Rows

────────────────────────────────────────

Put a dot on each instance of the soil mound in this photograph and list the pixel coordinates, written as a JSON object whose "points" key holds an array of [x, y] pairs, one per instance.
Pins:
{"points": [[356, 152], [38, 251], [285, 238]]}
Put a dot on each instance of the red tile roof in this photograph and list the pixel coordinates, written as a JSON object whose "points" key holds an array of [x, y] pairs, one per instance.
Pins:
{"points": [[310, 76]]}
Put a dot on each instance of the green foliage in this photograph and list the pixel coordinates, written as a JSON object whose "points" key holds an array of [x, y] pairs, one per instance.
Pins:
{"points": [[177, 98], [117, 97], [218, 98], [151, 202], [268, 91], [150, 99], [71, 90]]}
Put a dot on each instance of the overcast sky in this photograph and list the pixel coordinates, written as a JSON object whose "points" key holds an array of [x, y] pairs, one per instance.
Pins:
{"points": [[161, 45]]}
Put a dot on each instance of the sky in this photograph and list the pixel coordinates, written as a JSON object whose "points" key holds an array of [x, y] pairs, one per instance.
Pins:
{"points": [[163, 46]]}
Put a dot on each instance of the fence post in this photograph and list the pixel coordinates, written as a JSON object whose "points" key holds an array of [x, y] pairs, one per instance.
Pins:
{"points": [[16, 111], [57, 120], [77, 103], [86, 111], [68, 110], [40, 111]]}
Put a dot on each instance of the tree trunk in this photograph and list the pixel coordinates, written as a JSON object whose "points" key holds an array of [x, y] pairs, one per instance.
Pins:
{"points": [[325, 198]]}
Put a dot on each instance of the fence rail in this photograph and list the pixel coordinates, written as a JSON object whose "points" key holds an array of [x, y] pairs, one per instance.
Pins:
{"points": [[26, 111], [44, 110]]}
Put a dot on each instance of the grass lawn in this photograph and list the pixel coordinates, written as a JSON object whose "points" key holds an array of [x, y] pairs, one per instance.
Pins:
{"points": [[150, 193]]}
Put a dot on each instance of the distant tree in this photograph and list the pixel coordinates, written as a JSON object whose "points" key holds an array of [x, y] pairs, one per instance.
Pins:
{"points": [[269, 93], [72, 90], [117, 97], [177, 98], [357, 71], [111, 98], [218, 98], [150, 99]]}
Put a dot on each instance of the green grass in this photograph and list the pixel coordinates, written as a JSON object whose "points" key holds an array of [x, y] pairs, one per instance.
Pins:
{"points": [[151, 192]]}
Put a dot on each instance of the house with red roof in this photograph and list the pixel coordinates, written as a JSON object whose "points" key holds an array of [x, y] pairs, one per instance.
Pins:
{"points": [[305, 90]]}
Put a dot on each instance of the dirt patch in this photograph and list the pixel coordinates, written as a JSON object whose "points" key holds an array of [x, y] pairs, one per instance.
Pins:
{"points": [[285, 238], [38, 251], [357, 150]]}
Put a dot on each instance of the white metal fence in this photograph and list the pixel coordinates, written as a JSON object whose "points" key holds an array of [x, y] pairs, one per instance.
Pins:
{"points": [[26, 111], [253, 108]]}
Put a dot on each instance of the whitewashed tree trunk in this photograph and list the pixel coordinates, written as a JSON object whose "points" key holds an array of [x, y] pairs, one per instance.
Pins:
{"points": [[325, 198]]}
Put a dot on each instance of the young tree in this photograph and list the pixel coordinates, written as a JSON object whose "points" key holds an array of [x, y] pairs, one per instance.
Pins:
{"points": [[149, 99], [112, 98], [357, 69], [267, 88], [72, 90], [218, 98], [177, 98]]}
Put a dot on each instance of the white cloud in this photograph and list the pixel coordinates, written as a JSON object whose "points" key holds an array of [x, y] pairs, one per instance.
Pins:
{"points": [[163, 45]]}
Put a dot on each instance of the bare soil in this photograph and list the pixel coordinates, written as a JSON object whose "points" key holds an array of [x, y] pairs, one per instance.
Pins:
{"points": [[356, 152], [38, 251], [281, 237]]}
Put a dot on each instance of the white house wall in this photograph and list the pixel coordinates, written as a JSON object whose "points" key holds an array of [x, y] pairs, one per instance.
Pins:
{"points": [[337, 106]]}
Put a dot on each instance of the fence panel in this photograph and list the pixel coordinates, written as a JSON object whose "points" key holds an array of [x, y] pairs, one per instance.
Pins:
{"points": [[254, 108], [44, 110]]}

────────────────────────────────────────

Write every record out again, unaltered.

Solution to the exercise
Put a dot on each instance of the soil mound in this photograph and list the pixel coordinates, written as a JSON object whose "points" key holds an array of [x, y] pairs, one per instance.
Pins:
{"points": [[356, 152], [38, 251], [285, 238]]}
Put a dot on each instance of the red tile roof in this photograph and list the pixel coordinates, written as a JSON object whose "points" key holds an array of [x, y] pairs, one per instance.
Pins:
{"points": [[310, 76]]}
Put a dot on each instance of the green foliage in this photograph and list the pixel coordinates, written as a JSON object whose "points" key holds an array of [x, y] pairs, one per instance.
Pins:
{"points": [[177, 98], [117, 97], [218, 98], [151, 202], [268, 91], [150, 99], [71, 90]]}
Put a dot on each instance of the overcast sky in this photograph and list the pixel coordinates, written as a JSON object whose "points" key holds an array of [x, y] pairs, one per instance.
Pins:
{"points": [[161, 45]]}
Put a dot on each instance of the sky in this photograph and list the pixel coordinates, written as a JSON object whose "points" key holds an array of [x, y] pairs, one per instance.
Pins:
{"points": [[163, 46]]}
Put a dot on each instance of the fence post in this photograph and list the pixel coordinates, written as a JSON object whose "points" key holds an array of [x, y] pairs, one per instance.
Pins:
{"points": [[16, 111], [57, 120], [77, 103], [86, 111], [68, 110], [40, 111]]}
Put a dot on each instance of the tree trunk in this photograph and list the pixel coordinates, written as a JSON object whose "points" key holds an array of [x, y] pairs, one per instance.
Pins:
{"points": [[325, 198]]}
Put a dot on each instance of the fence rail in this photograph and list the pixel coordinates, written as a JSON object whose "points" key holds an array of [x, y] pairs, one per instance.
Pins:
{"points": [[26, 111], [44, 110]]}
Put a dot on each instance of the grass lawn in this photograph and list the pixel coordinates, written as a JSON object whose "points" key holds an array of [x, y] pairs, one per instance.
Pins:
{"points": [[150, 193]]}
Put a dot on each instance of the distant tree in this photograph and list the pixel coordinates, written as a JSON object whose "points" key holds an array of [x, y] pairs, one per instance.
Pins:
{"points": [[269, 93], [72, 90], [117, 97], [177, 98], [357, 71], [111, 98], [218, 98], [150, 99]]}
Put a dot on each instance of the green grass in this photograph and list the pixel coordinates, written as a JSON object whose "points" key holds an array of [x, y] pairs, one per instance.
Pins:
{"points": [[151, 192]]}
Put a dot on each instance of the house with red roof in this photograph and list the pixel coordinates, written as a JSON object whose "points" key holds an array of [x, y] pairs, one per instance.
Pins:
{"points": [[305, 90]]}
Put a dot on each instance of the dirt patch in this photograph and list the pixel coordinates, written as a JSON object whose "points" key holds an array of [x, y] pairs, one per instance.
Pins:
{"points": [[285, 238], [38, 251], [357, 150]]}
Put a dot on each instance of the white metal fence in this photograph and list the pixel coordinates, written as a JSON object whose "points" key holds an array of [x, y] pairs, one per instance.
Pins:
{"points": [[26, 111], [253, 108]]}
Put a dot on each instance of the whitewashed tree trunk in this photograph and list the pixel coordinates, written as a JSON object whose "points" key holds an array of [x, y] pairs, one per instance.
Pins:
{"points": [[325, 198]]}
Put a dot on each instance of the young tree in this photograph and list the pixel coordinates, written as a JSON object whose "points" key holds an array of [x, y] pairs, one per instance.
Pins:
{"points": [[149, 99], [112, 98], [357, 69], [267, 88], [72, 90], [218, 98], [177, 98]]}
Put a dot on each instance of the white cloud in this photograph and list the pixel coordinates, written as a JSON object whose "points" key holds an array of [x, y] pairs, one per instance.
Pins:
{"points": [[163, 45]]}
Put a dot on each instance of the bare soil in this photograph and list the pixel coordinates, written as a JSON object whose "points" key holds an array of [x, y] pairs, one per instance.
Pins:
{"points": [[356, 152], [38, 251], [281, 237]]}
Put a dot on each instance of the white house wall in this photograph and list the pixel coordinates, written as a JSON object whose "points" key holds an array of [x, y] pairs, one per instance.
Pins:
{"points": [[337, 106]]}
Put a dot on each instance of the fence panel in this photograph and list the pixel coordinates, written as a JSON object whose "points" key holds an array of [x, y] pairs, one per instance.
Pins:
{"points": [[254, 108], [44, 110]]}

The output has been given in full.